The Relative Importance of Abiotic and Biotic Transformation of Carbon Tetrachloride in Anaerobic Soils and Sediments

Abstract

The relative contributions of abiotic and microbial processes and the role of dissolved species in the reductive dechlorination of carbon tetrachloride (CT) by natural soils and sediments were investigated. Microcosms were constructed using soils or sediments and site water from three locations, and then amended with electron acceptors and/or donors to stimulate the growth of iron- and sulfate-reducing bacteria and to promote the formation of minerals that can react with CT. Before spiking with CT, half the replicate microcosms were sterilized in order to measure the rates of abiotic CT transformation without any direct contribution from microbial dechlorination. Abiotic reaction rates were significantly greater than microbial rates for a range of initial CT concentrations, and for both iron- and sulfate-reducing conditions. In most cases, abiotic reaction rates were indistinguishable from total reaction rates (abiotic plus microbial), indicating a negligible microbial contribution to CT transformation. While in most microcosms the soil/sediment acted as the abiotic reductant, under certain conditions the supernatant was more reactive with CT than was the solid phase. For these conditions, we propose that the reactive species in the supernatant consisted of aqueous natural organic matter that underwent reduction or other transformation by S(-II) generated by sulfate-reducing bacteria.

INPUT DATA:
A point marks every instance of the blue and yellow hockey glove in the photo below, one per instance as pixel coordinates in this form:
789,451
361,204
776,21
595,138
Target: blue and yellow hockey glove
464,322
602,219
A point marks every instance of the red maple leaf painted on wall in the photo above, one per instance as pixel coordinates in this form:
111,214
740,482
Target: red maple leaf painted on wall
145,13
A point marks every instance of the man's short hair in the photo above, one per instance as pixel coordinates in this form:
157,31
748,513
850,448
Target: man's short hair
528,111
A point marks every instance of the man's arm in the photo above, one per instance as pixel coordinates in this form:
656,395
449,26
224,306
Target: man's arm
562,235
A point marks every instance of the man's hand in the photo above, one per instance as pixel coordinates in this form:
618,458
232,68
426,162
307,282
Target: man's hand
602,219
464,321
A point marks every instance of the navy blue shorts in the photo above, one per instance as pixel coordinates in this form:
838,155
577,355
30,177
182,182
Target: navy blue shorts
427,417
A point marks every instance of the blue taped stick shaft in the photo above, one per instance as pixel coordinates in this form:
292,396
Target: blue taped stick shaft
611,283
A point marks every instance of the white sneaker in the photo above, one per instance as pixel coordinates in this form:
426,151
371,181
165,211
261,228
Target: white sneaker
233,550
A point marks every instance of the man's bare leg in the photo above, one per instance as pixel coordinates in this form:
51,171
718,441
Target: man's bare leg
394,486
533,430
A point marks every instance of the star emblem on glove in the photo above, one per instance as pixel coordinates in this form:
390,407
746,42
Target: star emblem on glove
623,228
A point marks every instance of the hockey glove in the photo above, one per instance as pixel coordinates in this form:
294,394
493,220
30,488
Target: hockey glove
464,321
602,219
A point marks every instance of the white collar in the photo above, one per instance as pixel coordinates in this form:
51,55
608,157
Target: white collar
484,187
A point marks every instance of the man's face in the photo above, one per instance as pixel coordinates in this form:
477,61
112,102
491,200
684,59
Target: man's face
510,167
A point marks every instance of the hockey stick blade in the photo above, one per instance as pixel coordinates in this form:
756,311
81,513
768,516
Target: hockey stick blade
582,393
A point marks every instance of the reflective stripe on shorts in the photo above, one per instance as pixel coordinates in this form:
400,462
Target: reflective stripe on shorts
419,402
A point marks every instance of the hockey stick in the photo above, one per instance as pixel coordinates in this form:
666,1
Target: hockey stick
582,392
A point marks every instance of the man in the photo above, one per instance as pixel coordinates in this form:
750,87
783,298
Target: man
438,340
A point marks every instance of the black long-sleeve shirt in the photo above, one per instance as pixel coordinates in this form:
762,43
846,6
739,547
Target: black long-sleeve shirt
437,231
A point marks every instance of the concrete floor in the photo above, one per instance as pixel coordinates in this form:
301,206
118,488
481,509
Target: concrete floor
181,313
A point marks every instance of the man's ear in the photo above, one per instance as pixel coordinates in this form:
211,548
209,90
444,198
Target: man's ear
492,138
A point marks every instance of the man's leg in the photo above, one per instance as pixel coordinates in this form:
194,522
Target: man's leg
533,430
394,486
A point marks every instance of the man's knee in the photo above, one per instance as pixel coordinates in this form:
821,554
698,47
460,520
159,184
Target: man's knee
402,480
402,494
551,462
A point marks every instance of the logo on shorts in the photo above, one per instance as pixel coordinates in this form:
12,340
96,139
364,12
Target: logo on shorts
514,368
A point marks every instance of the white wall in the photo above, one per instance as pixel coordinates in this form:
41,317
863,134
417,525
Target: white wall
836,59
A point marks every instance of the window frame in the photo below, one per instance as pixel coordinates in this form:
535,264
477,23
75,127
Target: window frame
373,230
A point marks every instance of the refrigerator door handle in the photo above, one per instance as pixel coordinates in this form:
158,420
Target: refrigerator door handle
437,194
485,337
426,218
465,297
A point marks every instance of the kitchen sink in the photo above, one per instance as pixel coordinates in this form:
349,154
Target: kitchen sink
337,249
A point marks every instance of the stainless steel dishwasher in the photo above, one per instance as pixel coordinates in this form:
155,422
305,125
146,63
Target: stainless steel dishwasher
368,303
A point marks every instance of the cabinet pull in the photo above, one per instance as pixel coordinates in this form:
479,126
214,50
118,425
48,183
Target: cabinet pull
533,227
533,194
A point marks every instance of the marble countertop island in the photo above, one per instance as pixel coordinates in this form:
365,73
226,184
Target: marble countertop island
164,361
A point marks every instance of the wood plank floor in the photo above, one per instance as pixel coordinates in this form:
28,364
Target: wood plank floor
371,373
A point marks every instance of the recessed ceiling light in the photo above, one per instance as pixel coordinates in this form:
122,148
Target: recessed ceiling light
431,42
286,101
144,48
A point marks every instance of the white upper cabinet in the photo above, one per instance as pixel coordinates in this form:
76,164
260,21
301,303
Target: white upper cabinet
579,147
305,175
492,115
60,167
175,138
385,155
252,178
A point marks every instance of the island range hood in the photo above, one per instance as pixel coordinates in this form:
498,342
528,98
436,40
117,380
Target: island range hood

WHAT IS BEING ASKED: Per the carbon tetrachloride abstract, what was done to half of the replicate microcosms before they were spiked with CT?

FINISHED TASK: They were sterilized, so that abiotic CT transformation rates could be measured without any direct contribution from microbial dechlorination.